Brief: Give back exactly the lines of the material below that start at the line containing "output x=910, y=89." and end at the line containing "Question. Give the pixel coordinates of a point on the metal", and no others.
↓
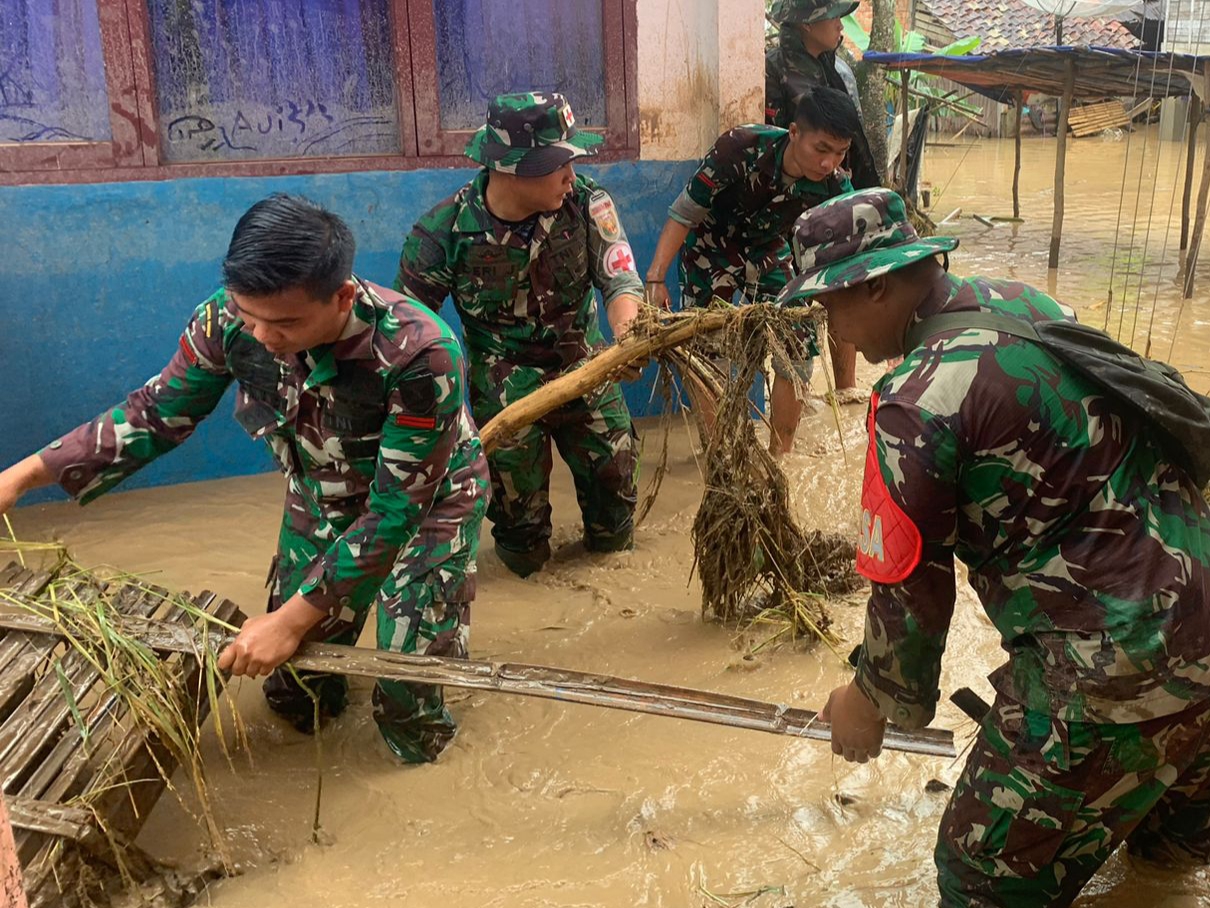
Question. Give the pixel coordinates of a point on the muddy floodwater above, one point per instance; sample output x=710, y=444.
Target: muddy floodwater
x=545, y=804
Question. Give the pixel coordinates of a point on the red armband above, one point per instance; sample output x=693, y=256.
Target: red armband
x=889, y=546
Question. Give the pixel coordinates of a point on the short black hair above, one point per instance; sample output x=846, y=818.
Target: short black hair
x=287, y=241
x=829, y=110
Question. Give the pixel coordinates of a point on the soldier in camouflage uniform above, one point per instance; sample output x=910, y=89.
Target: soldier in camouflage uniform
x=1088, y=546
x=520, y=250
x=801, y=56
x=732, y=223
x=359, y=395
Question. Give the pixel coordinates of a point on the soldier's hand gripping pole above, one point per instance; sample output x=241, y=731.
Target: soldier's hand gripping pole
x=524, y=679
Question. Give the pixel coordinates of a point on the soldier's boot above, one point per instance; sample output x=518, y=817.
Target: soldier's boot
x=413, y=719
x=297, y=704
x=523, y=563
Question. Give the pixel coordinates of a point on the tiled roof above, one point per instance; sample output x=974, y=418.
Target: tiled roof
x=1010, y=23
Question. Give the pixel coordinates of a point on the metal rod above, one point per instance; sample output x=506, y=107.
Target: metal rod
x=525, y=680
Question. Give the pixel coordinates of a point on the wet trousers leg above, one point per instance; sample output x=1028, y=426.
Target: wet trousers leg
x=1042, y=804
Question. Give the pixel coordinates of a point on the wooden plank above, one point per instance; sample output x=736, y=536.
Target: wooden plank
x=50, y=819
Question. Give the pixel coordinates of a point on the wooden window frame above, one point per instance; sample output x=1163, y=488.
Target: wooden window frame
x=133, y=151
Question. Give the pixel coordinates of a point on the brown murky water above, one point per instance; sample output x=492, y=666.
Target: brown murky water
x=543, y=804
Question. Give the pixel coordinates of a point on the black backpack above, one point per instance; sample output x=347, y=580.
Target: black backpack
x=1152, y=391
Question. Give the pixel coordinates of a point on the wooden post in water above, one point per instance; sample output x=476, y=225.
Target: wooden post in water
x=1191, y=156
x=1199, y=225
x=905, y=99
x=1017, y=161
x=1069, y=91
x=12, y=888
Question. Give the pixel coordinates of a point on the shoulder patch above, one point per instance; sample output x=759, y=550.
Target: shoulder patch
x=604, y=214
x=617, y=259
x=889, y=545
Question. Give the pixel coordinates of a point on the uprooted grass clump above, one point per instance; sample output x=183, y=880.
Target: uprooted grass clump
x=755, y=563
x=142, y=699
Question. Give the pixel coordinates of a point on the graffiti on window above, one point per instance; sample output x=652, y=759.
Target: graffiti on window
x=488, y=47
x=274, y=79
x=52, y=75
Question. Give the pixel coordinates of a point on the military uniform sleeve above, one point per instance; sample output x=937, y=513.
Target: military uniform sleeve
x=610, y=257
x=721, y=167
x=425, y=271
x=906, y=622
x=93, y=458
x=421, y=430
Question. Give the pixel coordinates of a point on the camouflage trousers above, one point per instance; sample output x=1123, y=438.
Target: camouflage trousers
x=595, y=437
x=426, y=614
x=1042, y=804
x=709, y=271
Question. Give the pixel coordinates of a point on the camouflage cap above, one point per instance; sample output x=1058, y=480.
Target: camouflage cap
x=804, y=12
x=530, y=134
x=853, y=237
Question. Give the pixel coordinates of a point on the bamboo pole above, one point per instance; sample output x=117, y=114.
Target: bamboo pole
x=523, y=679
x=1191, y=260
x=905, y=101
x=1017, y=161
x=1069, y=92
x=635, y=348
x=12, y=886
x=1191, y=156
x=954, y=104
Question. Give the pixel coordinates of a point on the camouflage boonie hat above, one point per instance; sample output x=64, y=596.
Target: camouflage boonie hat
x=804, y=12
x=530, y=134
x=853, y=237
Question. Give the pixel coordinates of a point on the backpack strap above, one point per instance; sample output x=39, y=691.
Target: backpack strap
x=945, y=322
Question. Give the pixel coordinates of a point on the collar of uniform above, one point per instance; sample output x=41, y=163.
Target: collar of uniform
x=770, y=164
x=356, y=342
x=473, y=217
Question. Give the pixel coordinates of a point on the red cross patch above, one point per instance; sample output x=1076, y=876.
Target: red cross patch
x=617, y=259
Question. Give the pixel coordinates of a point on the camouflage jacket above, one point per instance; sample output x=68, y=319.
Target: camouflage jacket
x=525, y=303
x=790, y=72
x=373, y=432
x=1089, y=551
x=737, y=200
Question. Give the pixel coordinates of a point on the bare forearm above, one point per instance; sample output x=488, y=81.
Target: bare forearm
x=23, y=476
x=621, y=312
↑
Task result:
Question. Give the pixel coordinates of a point on the soldier in camouflage uniform above, one point per instance; sample output x=910, y=89.
Target: soldier in camouflage uniform
x=1088, y=546
x=520, y=250
x=801, y=56
x=732, y=223
x=359, y=395
Question. Give the pixel coordinates of a point on the soldier's hand gripping pole above, one point per instance; sample output x=241, y=731.
Target: soldier's hand gripping pole
x=524, y=679
Question. Give the pixel coordinates of a point on the soldier's boot above, one point per instance; sample output x=518, y=817.
Target: soldier's boot
x=413, y=719
x=297, y=704
x=523, y=563
Question. Give the pixel coordinates of a point on the tiled roof above, one point per instance; sample output x=974, y=418.
Target: tiled roof
x=1010, y=23
Question. Give the pixel coordinates of a point on the metal rod above, one point per instance; sample output x=506, y=107.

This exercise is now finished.